**What is needed**
From the items below, extract every line that contains the string "rock". Case matters.

************

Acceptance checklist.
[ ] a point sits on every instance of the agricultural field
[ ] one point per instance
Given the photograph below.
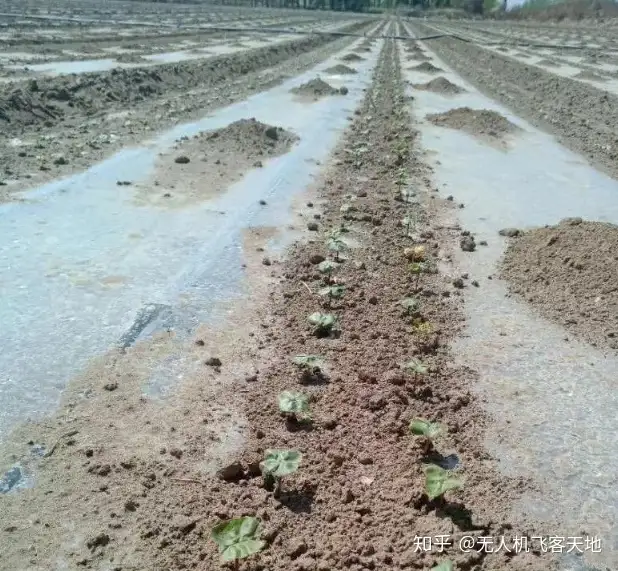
(306, 290)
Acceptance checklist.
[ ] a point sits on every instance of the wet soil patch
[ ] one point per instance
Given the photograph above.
(569, 272)
(315, 89)
(352, 57)
(204, 166)
(440, 85)
(340, 69)
(426, 67)
(483, 123)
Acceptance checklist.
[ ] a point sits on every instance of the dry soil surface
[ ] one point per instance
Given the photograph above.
(569, 272)
(206, 165)
(482, 123)
(358, 500)
(440, 85)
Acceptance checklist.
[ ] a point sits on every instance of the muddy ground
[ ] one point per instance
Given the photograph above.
(69, 123)
(568, 273)
(146, 497)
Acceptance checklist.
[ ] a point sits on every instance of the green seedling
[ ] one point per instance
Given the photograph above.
(276, 465)
(308, 361)
(294, 405)
(426, 429)
(323, 322)
(238, 538)
(333, 292)
(438, 481)
(411, 304)
(416, 367)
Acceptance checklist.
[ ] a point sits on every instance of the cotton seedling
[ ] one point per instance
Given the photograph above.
(411, 304)
(428, 430)
(238, 538)
(438, 481)
(294, 405)
(333, 292)
(276, 465)
(323, 322)
(308, 361)
(444, 566)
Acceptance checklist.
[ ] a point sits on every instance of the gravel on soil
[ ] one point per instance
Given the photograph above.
(583, 117)
(569, 272)
(440, 85)
(315, 88)
(357, 501)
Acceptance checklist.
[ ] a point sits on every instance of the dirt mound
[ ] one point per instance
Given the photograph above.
(340, 69)
(352, 57)
(586, 74)
(315, 88)
(440, 85)
(478, 122)
(205, 166)
(569, 273)
(427, 67)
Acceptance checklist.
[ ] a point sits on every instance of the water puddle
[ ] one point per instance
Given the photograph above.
(554, 401)
(168, 269)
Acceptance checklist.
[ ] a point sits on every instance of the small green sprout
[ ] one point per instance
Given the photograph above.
(416, 366)
(308, 361)
(276, 465)
(422, 427)
(323, 322)
(411, 304)
(238, 538)
(333, 292)
(438, 481)
(327, 267)
(294, 405)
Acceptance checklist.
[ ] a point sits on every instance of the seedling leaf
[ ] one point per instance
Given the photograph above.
(279, 463)
(238, 538)
(327, 267)
(293, 403)
(422, 427)
(439, 481)
(416, 366)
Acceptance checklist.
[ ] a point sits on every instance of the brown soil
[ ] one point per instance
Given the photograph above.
(482, 123)
(115, 124)
(216, 159)
(426, 67)
(352, 57)
(357, 502)
(582, 117)
(440, 85)
(315, 88)
(569, 272)
(586, 74)
(340, 69)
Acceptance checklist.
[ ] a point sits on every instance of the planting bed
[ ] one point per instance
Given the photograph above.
(308, 306)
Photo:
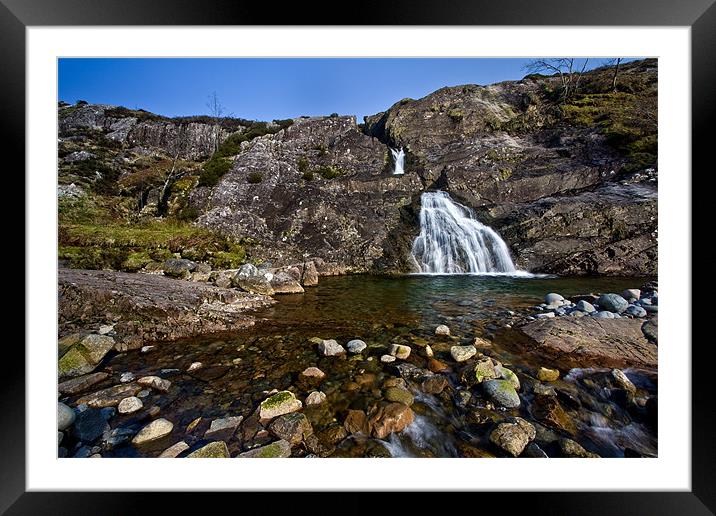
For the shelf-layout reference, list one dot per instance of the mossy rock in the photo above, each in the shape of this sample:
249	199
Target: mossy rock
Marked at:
73	363
215	450
277	450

************

**Result**
For the shelf-layout reference, list one dot per instance of the mossy rock in the photo above, each in the shape of this sample:
Target: mossy rock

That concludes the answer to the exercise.